GIVEN EXERCISE 1: Using the Stalwart guide below, decide whether each statement agrees with it. Answer yes or no for each and quote the words of the Stalwart guide that decide it: (a) both server instances come from the Oracle Cloud Always Free tier; (b) the Upstash Redis instance is created in several regions from the start; (c) the Docker Compose file uses the image stalwartlabs/stalwart:v0.14.1.

----

Deploy high-availability Stalwart mail server for production

HA Stalwart
HA Stalwart

Introduction

Stalwart serves as an all-in-one, open-source mail solution, offering robust support for essential communication standards including SMTP, JMAP, IMAP4, POP3, and the full WebDAV suite (CalDAV/CardDAV). I've been running Stalwart in production for some time now, and I've learned a lot. In this post, I'll share my step-by-step method for deploying a fully redundant, high-availability (HA) Stalwart cluster.

Prerequisites

To get our high-availability cluster working, we'll need a few other services set up first. The great news is that all of these are completely free.

  1. Two server instances (2CPU-12GB RAM) from the Oracle Cloud Always Free tier.
  2. A MySQL HeatWave database from the Oracle Cloud Always Free tier.
  3. A free replicated managed Redis instances from Upstash.
  4. A free CockroachDB (PostgreSQL-compatible) database from Cockroach Labs.
  5. You will need one IPv4 and one IPv6 address for each server. You must also establish proper hostnames and reverse DNS (rDNS) records for all of them.
  6. Cloudflare DNS for automated certificate issuance and renewal.

Step-by-step

The following steps assume your domain is hostname.me, the first server’s hostname is mx1.hostname.me, the second server’s hostname is mx2.hostname.me, and the load balancer’s hostname is mx.hostname.me.

  1. Provision two free VM.Standard.A1.Flex instances on Oracle Cloud, distributing them across separate availability domains: Oracle Arm Instances

  2. Create a MySQL HeatWave database system using the Oracle Cloud Always Free tier: Oracle MySQL HeatWave

  3. Create a free, highly available CockroachDB cluster - fully PostgreSQL-compatible - by configuring three different regions. This will give you a cluster similar to the one shown in the image below: HA CockroachDB

  4. Create a free, replicated Redis instance using Upstash. You will need to start with a single region and subsequently add a read region to form the replicated cluster: Upstash Redis

  5. Create a free Object Storage bucket in Oracle and generate the necessary access credentials: Oracle Cloud Object Storage

  6. Configure the DNS for your server hostnames, then contact Oracle Support to request the creation of PTR records for your IP addresses:

    1st_server_ipv4 -> mx1.hostname.me
    1st_server_ipv6 -> mx1.hostname.me
    2nd_server_ipv6 -> mx2.hostname.me
    2nd_server_ipv6 -> mx2.hostname.me
    
  7. Create a Network Security Group to allow incoming traffic on the ports used by Stalwart: Stalwart Network Security Group

  8. Create a free, public Network Load Balancer. Configure the two previously created servers as the backend set, and assign the Stalwart Network Security Group: Stalwart Network Load Balancer

  9. Point the mx.hostname.me to the load balacer IP:

    dig mx.hostname.me A +short
    145.241.xxx.yyy
    
  10. Create Cloudflare API Key for automated certificate issuance, renewal and TLSA records updating:

    CLOUDFLARE_API_KEY=xxxyyyzzz
    
  11. Install Docker on the servers, then create a Docker Compose file compose.yaml with the following content:

    networks:
      ip6net:
        enable_ipv6: true
        ipam:
          config:
            - subnet: 2001:db8::/64
    services:
      stalwart:
        image: stalwartlabs/stalwart:v0.14.1
        container_name: stalwart
        restart: unless-stopped
        networks:
          - ip6net  
        ports:
          - "443:443"

----

GIVEN EXERCISE 2: Tally the lines of the listing that contain the string "background", counting a line only when its case matches, and give only the number.

----

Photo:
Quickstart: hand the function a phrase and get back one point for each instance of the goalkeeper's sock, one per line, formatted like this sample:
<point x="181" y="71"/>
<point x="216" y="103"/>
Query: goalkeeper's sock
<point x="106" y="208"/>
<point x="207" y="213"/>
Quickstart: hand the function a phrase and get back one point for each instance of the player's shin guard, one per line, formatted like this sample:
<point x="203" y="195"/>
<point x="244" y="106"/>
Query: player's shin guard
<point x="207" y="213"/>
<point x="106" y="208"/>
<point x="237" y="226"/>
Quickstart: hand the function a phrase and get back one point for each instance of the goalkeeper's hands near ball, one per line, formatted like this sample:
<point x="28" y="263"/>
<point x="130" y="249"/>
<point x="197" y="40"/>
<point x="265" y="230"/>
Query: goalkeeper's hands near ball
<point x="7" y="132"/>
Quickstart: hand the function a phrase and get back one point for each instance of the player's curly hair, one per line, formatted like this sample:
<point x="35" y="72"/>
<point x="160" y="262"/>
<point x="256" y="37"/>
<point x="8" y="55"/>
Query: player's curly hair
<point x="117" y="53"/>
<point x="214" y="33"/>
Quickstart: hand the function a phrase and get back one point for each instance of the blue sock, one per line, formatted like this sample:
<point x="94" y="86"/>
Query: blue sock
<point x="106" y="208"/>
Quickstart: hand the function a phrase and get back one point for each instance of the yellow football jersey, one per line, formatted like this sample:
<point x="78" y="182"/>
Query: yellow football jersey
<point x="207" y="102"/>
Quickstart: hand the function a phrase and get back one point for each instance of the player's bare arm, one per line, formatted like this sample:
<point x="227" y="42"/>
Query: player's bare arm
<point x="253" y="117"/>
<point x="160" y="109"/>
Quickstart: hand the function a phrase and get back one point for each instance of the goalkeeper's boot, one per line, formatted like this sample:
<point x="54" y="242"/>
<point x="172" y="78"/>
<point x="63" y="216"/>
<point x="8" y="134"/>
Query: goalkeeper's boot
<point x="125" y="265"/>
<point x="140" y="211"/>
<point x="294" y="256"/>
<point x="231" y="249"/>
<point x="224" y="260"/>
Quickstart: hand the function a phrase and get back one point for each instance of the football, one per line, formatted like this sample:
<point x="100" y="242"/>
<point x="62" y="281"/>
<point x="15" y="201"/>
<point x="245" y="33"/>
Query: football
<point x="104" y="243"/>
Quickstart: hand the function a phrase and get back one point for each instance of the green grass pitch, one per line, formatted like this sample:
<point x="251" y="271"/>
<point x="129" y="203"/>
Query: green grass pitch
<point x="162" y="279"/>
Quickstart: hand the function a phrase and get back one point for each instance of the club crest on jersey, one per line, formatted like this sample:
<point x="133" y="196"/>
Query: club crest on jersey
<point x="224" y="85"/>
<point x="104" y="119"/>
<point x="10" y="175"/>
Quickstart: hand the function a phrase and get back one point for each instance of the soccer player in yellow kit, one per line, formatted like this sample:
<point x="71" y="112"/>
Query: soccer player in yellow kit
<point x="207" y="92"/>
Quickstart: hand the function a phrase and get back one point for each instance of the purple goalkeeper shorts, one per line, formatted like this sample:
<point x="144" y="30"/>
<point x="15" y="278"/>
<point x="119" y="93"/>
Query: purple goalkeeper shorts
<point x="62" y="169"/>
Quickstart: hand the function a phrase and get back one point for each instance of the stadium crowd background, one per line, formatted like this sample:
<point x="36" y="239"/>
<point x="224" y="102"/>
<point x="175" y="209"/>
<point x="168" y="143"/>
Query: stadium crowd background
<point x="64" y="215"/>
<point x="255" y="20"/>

----

TASK RESPONSE 1:
(a) Yes: "Two server instances (2CPU-12GB RAM) from the Oracle Cloud Always Free tier."
(b) No: "You will need to start with a single region and subsequently add a read region to form the replicated cluster"
(c) Yes: "image: stalwartlabs/stalwart:v0.14.1"

TASK RESPONSE 2: 2